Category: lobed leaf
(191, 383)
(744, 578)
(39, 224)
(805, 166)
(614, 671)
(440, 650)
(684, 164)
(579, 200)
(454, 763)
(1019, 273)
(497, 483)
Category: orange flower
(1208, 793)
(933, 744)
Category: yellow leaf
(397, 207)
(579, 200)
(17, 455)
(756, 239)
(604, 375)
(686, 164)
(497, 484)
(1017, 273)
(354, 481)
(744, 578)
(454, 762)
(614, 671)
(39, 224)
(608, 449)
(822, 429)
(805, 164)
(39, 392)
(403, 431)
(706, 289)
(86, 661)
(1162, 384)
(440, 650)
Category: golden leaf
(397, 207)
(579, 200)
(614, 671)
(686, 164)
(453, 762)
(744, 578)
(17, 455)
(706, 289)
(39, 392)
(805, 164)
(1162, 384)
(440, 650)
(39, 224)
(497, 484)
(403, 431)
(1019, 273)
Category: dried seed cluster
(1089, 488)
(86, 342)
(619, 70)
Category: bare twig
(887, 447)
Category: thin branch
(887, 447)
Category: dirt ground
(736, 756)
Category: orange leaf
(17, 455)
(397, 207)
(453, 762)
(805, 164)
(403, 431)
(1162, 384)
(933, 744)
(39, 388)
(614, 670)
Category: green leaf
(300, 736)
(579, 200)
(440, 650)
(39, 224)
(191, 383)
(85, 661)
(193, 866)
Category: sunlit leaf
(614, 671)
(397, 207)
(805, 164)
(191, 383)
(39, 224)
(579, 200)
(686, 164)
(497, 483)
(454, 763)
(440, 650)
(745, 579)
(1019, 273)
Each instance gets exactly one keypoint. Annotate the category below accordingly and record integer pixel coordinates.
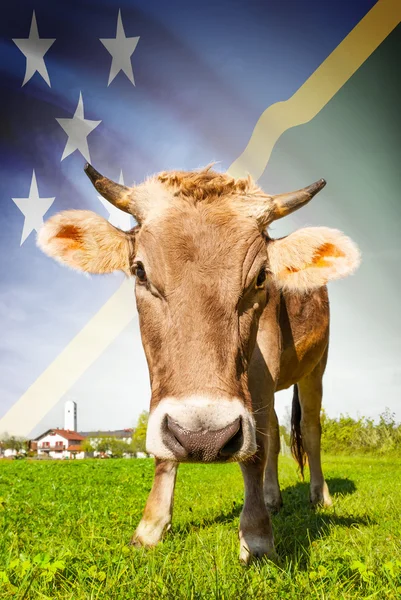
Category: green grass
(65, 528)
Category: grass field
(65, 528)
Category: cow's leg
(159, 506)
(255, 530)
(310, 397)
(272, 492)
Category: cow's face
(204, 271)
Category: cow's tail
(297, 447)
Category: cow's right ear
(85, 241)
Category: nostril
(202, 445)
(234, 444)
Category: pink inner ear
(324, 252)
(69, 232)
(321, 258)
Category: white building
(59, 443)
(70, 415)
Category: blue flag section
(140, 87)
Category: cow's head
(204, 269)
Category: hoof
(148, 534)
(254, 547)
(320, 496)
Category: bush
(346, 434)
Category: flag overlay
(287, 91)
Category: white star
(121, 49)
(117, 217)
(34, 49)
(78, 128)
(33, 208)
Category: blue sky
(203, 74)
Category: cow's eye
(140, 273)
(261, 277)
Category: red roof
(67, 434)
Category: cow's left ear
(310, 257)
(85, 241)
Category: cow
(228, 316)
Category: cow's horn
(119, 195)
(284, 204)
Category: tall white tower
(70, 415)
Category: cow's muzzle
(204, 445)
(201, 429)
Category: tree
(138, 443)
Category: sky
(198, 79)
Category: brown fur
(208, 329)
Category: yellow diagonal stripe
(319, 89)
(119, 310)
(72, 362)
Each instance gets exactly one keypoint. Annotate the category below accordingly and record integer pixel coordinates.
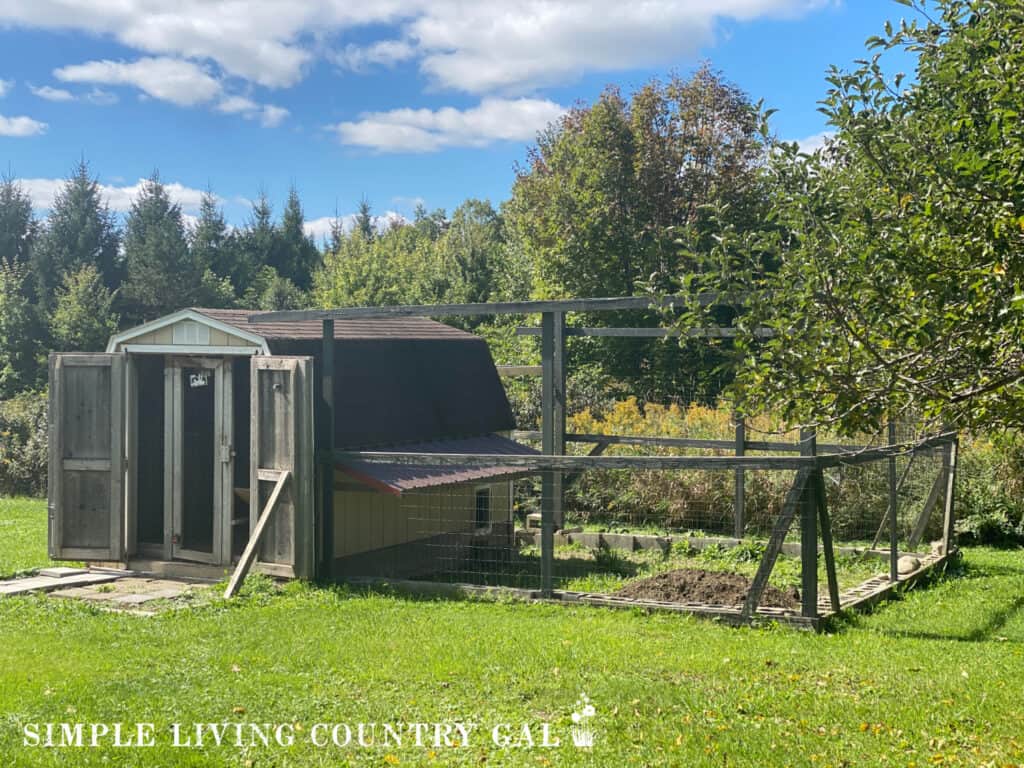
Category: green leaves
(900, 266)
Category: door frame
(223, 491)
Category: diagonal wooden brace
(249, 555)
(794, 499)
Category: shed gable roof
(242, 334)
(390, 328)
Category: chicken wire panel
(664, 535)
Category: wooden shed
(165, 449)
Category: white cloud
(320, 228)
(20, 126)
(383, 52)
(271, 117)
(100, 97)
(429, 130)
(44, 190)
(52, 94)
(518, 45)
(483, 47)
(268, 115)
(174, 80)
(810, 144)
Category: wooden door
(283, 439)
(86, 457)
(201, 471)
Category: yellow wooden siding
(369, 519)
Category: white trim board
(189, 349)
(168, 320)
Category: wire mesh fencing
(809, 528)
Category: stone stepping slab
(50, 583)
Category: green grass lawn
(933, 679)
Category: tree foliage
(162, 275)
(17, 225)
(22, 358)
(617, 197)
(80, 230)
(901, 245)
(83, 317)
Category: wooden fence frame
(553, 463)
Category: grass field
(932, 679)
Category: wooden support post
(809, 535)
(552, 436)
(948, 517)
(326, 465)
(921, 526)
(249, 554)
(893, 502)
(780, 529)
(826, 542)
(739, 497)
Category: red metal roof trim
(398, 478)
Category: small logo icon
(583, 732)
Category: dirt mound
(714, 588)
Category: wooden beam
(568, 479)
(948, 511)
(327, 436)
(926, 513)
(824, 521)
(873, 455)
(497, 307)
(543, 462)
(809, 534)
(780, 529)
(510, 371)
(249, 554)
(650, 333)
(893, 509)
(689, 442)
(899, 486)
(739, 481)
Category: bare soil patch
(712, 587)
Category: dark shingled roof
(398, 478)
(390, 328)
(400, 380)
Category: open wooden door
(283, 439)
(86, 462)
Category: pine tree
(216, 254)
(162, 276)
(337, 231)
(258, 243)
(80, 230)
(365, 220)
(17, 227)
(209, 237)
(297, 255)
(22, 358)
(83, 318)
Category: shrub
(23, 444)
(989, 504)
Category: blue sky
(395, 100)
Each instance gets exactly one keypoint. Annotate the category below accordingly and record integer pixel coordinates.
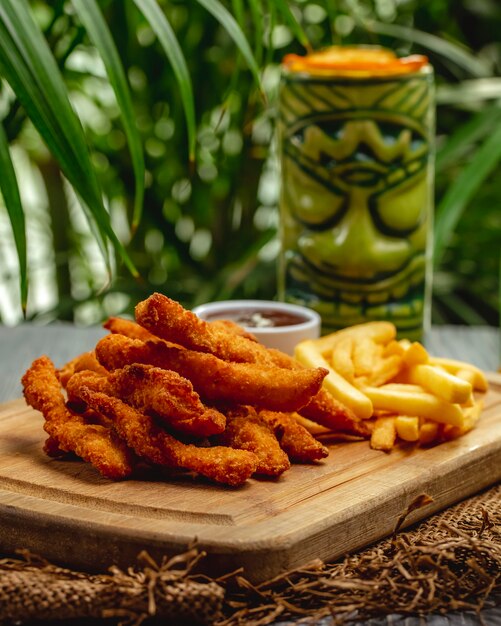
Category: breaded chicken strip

#### [Given task]
Copy every record above exactly, leaving out the pictures.

#### [Final result]
Category: lobed leaf
(191, 383)
(744, 578)
(39, 224)
(805, 166)
(614, 671)
(440, 650)
(684, 164)
(579, 200)
(454, 763)
(1019, 273)
(497, 483)
Category: orange flower
(1208, 793)
(933, 744)
Category: yellow leaf
(397, 207)
(579, 200)
(17, 455)
(756, 239)
(604, 375)
(686, 164)
(497, 484)
(1017, 273)
(354, 481)
(744, 578)
(454, 762)
(614, 671)
(39, 224)
(608, 449)
(822, 429)
(805, 164)
(39, 392)
(403, 431)
(706, 289)
(86, 661)
(1162, 384)
(440, 650)
Category: golden leaf
(397, 207)
(579, 200)
(614, 671)
(686, 164)
(453, 762)
(744, 578)
(17, 455)
(706, 289)
(39, 392)
(805, 164)
(1162, 384)
(440, 650)
(39, 224)
(497, 484)
(403, 431)
(1019, 273)
Category: dried seed cluster
(1089, 488)
(86, 342)
(619, 70)
Category: bare twig
(887, 447)
Category: thin branch
(887, 447)
Category: dirt ground
(736, 756)
Category: orange leaf
(17, 455)
(397, 207)
(453, 762)
(805, 164)
(403, 431)
(1162, 384)
(933, 744)
(39, 388)
(614, 670)
Category: green leaf
(300, 736)
(579, 200)
(440, 650)
(39, 224)
(191, 383)
(85, 661)
(193, 866)
Category: sunlit leaf
(614, 671)
(397, 207)
(805, 164)
(191, 383)
(39, 224)
(579, 200)
(686, 164)
(497, 483)
(454, 763)
(440, 650)
(745, 579)
(1019, 273)
Each instance gets exactly one keypoint. Annotate the category below accordingly and record integer pixel coordinates.
Category: green grass
(65, 528)
Category: grass field
(65, 528)
Category: cow's leg
(159, 506)
(255, 530)
(310, 397)
(272, 492)
Category: cow's face
(204, 271)
Category: cow's tail
(297, 447)
Category: cow's right ear
(85, 241)
Category: nostril
(202, 445)
(234, 444)
Category: pink inner ear
(324, 252)
(69, 232)
(321, 258)
Category: white building
(59, 443)
(70, 415)
Category: blue flag section
(140, 87)
Category: cow's head
(204, 269)
Category: hoof
(148, 534)
(254, 547)
(320, 496)
Category: bush
(346, 434)
Category: flag overlay
(287, 91)
Category: white star
(121, 49)
(117, 217)
(34, 49)
(78, 128)
(33, 208)
Category: blue sky
(203, 74)
Category: cow's eye
(140, 273)
(261, 277)
Category: red roof
(67, 434)
Category: cow's left ear
(310, 257)
(85, 241)
Category: cow
(228, 316)
Category: cow's horn
(119, 195)
(284, 204)
Category: tall white tower
(70, 415)
Category: cow's muzzle
(204, 445)
(201, 429)
Category: tree
(138, 443)
Category: sky
(198, 79)
Category: brown fur
(208, 329)
Category: yellow diagonal stripe
(319, 89)
(119, 310)
(72, 362)
Each instance gets exactly one keypoint. Annotate the category below accordingly and record integer pixel coordinates.
Category: green leaves
(900, 266)
Category: door frame
(223, 491)
Category: diagonal wooden brace
(249, 555)
(794, 499)
Category: shed gable roof
(242, 334)
(390, 328)
Category: chicken wire panel
(664, 535)
Category: wooden shed
(165, 449)
Category: white cloud
(320, 228)
(20, 126)
(383, 52)
(271, 117)
(100, 97)
(429, 130)
(44, 190)
(52, 94)
(518, 45)
(483, 47)
(268, 115)
(174, 80)
(810, 144)
Category: wooden door
(283, 439)
(86, 457)
(201, 471)
Category: yellow wooden siding
(369, 519)
Category: white trim board
(189, 349)
(168, 320)
Category: wire mesh fencing
(809, 528)
Category: stone stepping slab
(50, 583)
Category: green grass lawn
(933, 679)
Category: tree foliage
(162, 275)
(17, 225)
(22, 358)
(617, 197)
(80, 230)
(901, 245)
(83, 317)
Category: wooden fence frame
(553, 463)
Category: grass field
(932, 679)
Category: wooden support post
(809, 535)
(552, 436)
(948, 517)
(326, 465)
(921, 526)
(249, 554)
(893, 502)
(780, 529)
(826, 542)
(739, 497)
Category: red metal roof trim
(398, 478)
Category: small logo icon
(583, 732)
Category: dirt mound
(714, 588)
Category: wooden beam
(568, 479)
(948, 511)
(327, 436)
(926, 513)
(824, 521)
(873, 455)
(497, 307)
(543, 462)
(809, 534)
(780, 529)
(510, 371)
(249, 554)
(650, 333)
(893, 509)
(689, 442)
(899, 486)
(739, 481)
Category: bare soil patch
(712, 587)
Category: dark shingled roof
(398, 478)
(390, 328)
(400, 380)
Category: open wooden door
(283, 439)
(86, 462)
Category: pine tree
(216, 254)
(162, 276)
(337, 231)
(258, 243)
(80, 230)
(365, 220)
(17, 227)
(209, 237)
(297, 255)
(22, 358)
(83, 318)
Category: shrub
(23, 444)
(989, 504)
Category: blue sky
(395, 100)
Each instance gets exactly one keypoint. Annotate the category below accordingly and record integer pixel coordinates.
Category: breaded chicken strip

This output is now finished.